What the task requires:
Can you rewrite every line of the entries below as a Markdown table with the columns "Row" and "Line", omitting blank lines and leaving the pictures out?
>> Begin
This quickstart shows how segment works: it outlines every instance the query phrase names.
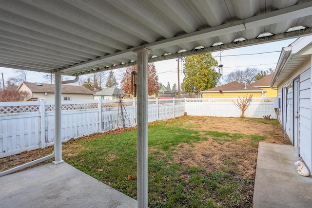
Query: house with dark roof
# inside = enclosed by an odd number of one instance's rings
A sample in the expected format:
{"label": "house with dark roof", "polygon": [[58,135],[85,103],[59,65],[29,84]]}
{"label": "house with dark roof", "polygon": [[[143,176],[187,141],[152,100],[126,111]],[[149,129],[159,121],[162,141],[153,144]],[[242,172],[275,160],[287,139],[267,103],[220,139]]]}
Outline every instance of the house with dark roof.
{"label": "house with dark roof", "polygon": [[176,94],[174,91],[165,86],[161,82],[158,83],[158,90],[155,94],[155,98],[175,97]]}
{"label": "house with dark roof", "polygon": [[126,94],[123,90],[117,87],[110,87],[96,93],[94,94],[94,99],[112,100],[117,99],[119,96],[122,96],[125,95]]}
{"label": "house with dark roof", "polygon": [[[82,86],[61,85],[62,101],[93,100],[93,92]],[[39,99],[54,101],[54,84],[23,82],[17,89],[29,93],[25,101],[36,101]]]}
{"label": "house with dark roof", "polygon": [[271,80],[272,80],[273,74],[274,73],[270,74],[258,80],[255,81],[253,83],[250,84],[249,86],[266,90],[267,92],[264,94],[265,97],[277,97],[277,87],[274,86],[271,87],[270,86]]}
{"label": "house with dark roof", "polygon": [[203,98],[242,97],[253,95],[253,97],[263,97],[267,91],[237,82],[233,82],[213,88],[201,91]]}

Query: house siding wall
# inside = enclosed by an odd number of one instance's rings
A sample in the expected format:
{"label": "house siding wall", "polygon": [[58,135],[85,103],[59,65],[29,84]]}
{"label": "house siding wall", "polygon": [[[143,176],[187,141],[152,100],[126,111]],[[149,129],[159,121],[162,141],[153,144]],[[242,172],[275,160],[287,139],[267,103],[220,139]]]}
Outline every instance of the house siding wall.
{"label": "house siding wall", "polygon": [[[227,93],[223,92],[223,95],[220,93],[205,93],[202,92],[203,98],[225,98],[225,97],[246,97],[246,94],[248,94],[248,96],[253,95],[253,97],[262,97],[262,94],[261,92],[248,92],[246,93]],[[268,96],[267,96],[268,97]]]}
{"label": "house siding wall", "polygon": [[311,69],[300,76],[299,94],[299,135],[300,153],[310,170],[312,170],[311,152]]}
{"label": "house siding wall", "polygon": [[267,91],[267,92],[265,93],[264,95],[266,97],[273,97],[277,96],[277,91],[276,90],[273,90],[270,87],[259,87],[259,88]]}
{"label": "house siding wall", "polygon": [[[294,112],[292,99],[293,88],[288,88],[287,100],[282,97],[282,91],[285,96],[286,86],[299,76],[299,138],[300,154],[310,170],[312,170],[312,142],[311,141],[311,58],[305,61],[284,82],[278,86],[277,96],[281,98],[280,108],[284,109],[279,115],[279,119],[283,123],[284,129],[292,142],[293,135]],[[282,100],[284,99],[283,102]],[[287,111],[285,110],[287,107]],[[282,108],[283,108],[282,109]],[[285,118],[287,118],[285,119]]]}
{"label": "house siding wall", "polygon": [[[71,94],[69,93],[62,93],[62,101],[64,101],[64,97],[70,97],[71,100],[72,101],[93,100],[93,95]],[[46,100],[47,101],[54,101],[54,93],[47,93],[47,95],[45,95],[44,93],[33,93],[33,97],[38,97],[38,100],[39,100],[39,99],[43,98],[44,99],[44,100]]]}

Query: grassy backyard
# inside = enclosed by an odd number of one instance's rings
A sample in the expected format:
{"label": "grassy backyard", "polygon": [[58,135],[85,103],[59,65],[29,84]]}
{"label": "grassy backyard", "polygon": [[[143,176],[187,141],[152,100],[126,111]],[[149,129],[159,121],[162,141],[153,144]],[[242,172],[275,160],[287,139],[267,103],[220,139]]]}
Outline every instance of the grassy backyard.
{"label": "grassy backyard", "polygon": [[[277,121],[264,119],[183,116],[149,124],[148,137],[150,208],[251,207],[258,142],[290,144]],[[52,149],[1,159],[0,170]],[[67,163],[136,199],[135,128],[70,140],[63,152]]]}

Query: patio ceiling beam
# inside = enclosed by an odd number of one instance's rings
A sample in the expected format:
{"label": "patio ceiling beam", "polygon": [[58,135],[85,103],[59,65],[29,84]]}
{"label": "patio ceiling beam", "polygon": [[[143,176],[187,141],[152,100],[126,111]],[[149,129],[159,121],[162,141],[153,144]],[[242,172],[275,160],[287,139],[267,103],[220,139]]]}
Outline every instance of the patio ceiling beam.
{"label": "patio ceiling beam", "polygon": [[57,71],[66,73],[73,69],[80,69],[101,63],[109,60],[125,58],[132,55],[133,51],[142,47],[152,50],[156,50],[184,43],[194,42],[210,38],[218,37],[235,32],[239,32],[274,24],[283,21],[300,18],[308,15],[312,15],[312,1],[308,1],[300,4],[279,9],[268,13],[247,18],[234,22],[224,24],[215,27],[195,31],[179,36],[169,38],[131,49],[99,57],[87,61],[75,64],[72,66],[57,70]]}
>> End
Task output:
| Row | Line |
|---|---|
| 1 | This quickstart shows how segment works: it outlines every instance the query phrase names. |
| 2 | Query: house with dark roof |
| 3 | # inside = enclosed by an odd number of one instance's rings |
| 4 | A sample in the expected format: |
| 5 | {"label": "house with dark roof", "polygon": [[58,135],[85,103],[59,65],[29,84]]} |
| 6 | {"label": "house with dark roof", "polygon": [[[143,176],[187,141],[152,100],[126,111]],[[149,129],[159,121],[162,141],[153,144]],[[242,172],[275,160],[287,139],[267,103],[220,139]]]} |
| 7 | Outline every instance of the house with dark roof. |
| 8 | {"label": "house with dark roof", "polygon": [[176,94],[174,91],[165,86],[161,82],[158,83],[158,90],[155,94],[155,98],[175,97]]} |
| 9 | {"label": "house with dark roof", "polygon": [[126,94],[123,90],[117,87],[110,87],[96,93],[94,94],[94,99],[112,100],[117,99],[119,96],[122,96],[125,95]]} |
| 10 | {"label": "house with dark roof", "polygon": [[[82,86],[61,85],[62,101],[93,100],[93,92]],[[39,99],[54,101],[54,84],[23,82],[17,89],[29,93],[25,101],[36,101]]]} |
| 11 | {"label": "house with dark roof", "polygon": [[271,80],[272,80],[273,74],[274,73],[270,74],[258,80],[255,81],[253,83],[250,84],[249,86],[266,90],[267,92],[264,94],[265,97],[277,97],[277,87],[274,86],[271,87],[270,86]]} |
| 12 | {"label": "house with dark roof", "polygon": [[203,98],[242,97],[253,95],[253,97],[263,97],[267,91],[237,82],[233,82],[213,88],[201,91]]} |
| 13 | Query: house siding wall |
| 14 | # inside = enclosed by an odd number of one instance's rings |
| 15 | A sample in the expected format: |
| 16 | {"label": "house siding wall", "polygon": [[58,135],[85,103],[59,65],[29,84]]} |
| 17 | {"label": "house siding wall", "polygon": [[[143,176],[187,141],[152,100],[126,111]],[[149,129],[159,121],[162,141],[153,144]],[[242,172],[275,160],[287,139],[267,103],[220,139]]]} |
| 18 | Outline every instance of the house siding wall. |
| 19 | {"label": "house siding wall", "polygon": [[[227,93],[223,92],[223,95],[220,93],[205,93],[202,92],[203,98],[225,98],[225,97],[246,97],[246,94],[248,94],[248,96],[253,95],[253,97],[262,97],[262,94],[261,92],[248,92],[246,93]],[[268,96],[267,96],[268,97]]]} |
| 20 | {"label": "house siding wall", "polygon": [[311,69],[300,76],[299,94],[299,135],[300,153],[310,170],[312,170],[311,152]]} |
| 21 | {"label": "house siding wall", "polygon": [[267,91],[267,92],[265,93],[264,95],[266,97],[273,97],[277,96],[277,91],[276,90],[273,90],[270,87],[259,87],[259,88]]} |
| 22 | {"label": "house siding wall", "polygon": [[[294,112],[292,99],[293,88],[288,88],[287,100],[282,97],[282,91],[285,96],[286,86],[299,76],[299,138],[300,154],[310,170],[312,170],[312,142],[311,141],[311,58],[305,61],[284,82],[278,86],[277,96],[281,98],[280,108],[284,109],[279,115],[279,119],[283,123],[284,129],[292,142],[293,135]],[[282,100],[284,99],[283,102]],[[287,111],[285,110],[287,107]],[[282,108],[283,108],[282,109]],[[285,118],[287,118],[285,119]]]} |
| 23 | {"label": "house siding wall", "polygon": [[[71,94],[69,93],[62,93],[62,101],[64,101],[64,97],[70,97],[71,100],[72,101],[93,100],[93,95]],[[46,100],[47,101],[54,101],[54,93],[47,93],[47,95],[45,95],[44,93],[33,93],[33,97],[38,97],[38,100],[39,100],[39,99],[43,98],[44,99],[44,100]]]} |
| 24 | Query: grassy backyard |
| 25 | # inside = enclosed by an odd number of one instance's rings |
| 26 | A sample in the expected format: |
| 27 | {"label": "grassy backyard", "polygon": [[58,135],[85,103],[59,65],[29,84]]} |
| 28 | {"label": "grassy backyard", "polygon": [[[143,176],[187,141],[152,100],[126,111]],[[149,129],[159,121],[162,141],[153,144]],[[242,172],[275,160],[287,139],[267,103],[220,139]]]} |
| 29 | Outline every instance of the grassy backyard. |
| 30 | {"label": "grassy backyard", "polygon": [[[277,121],[264,119],[183,116],[149,124],[148,137],[150,208],[251,207],[258,142],[290,144]],[[52,149],[1,159],[0,170]],[[67,163],[136,199],[135,128],[70,140],[63,152]]]} |
| 31 | Query: patio ceiling beam |
| 32 | # inside = enclosed by an odd number of one instance's rings |
| 33 | A sample in the expected format: |
| 34 | {"label": "patio ceiling beam", "polygon": [[58,135],[85,103],[59,65],[29,84]]} |
| 35 | {"label": "patio ceiling beam", "polygon": [[[143,176],[187,141],[152,100],[126,111]],[[149,129],[159,121],[162,141],[153,144]],[[242,172],[275,160],[287,139],[267,103],[220,139]]]} |
| 36 | Outline every instance of the patio ceiling beam. |
| 37 | {"label": "patio ceiling beam", "polygon": [[57,71],[66,73],[73,69],[80,69],[101,63],[109,60],[125,58],[132,55],[133,51],[142,47],[152,50],[156,50],[184,43],[194,42],[210,38],[218,37],[235,32],[239,32],[274,24],[283,21],[300,18],[308,15],[312,15],[312,1],[308,1],[300,4],[279,9],[268,13],[247,18],[234,22],[224,24],[215,27],[195,31],[179,36],[169,38],[131,49],[99,57],[87,61],[75,64],[72,66],[57,70]]} |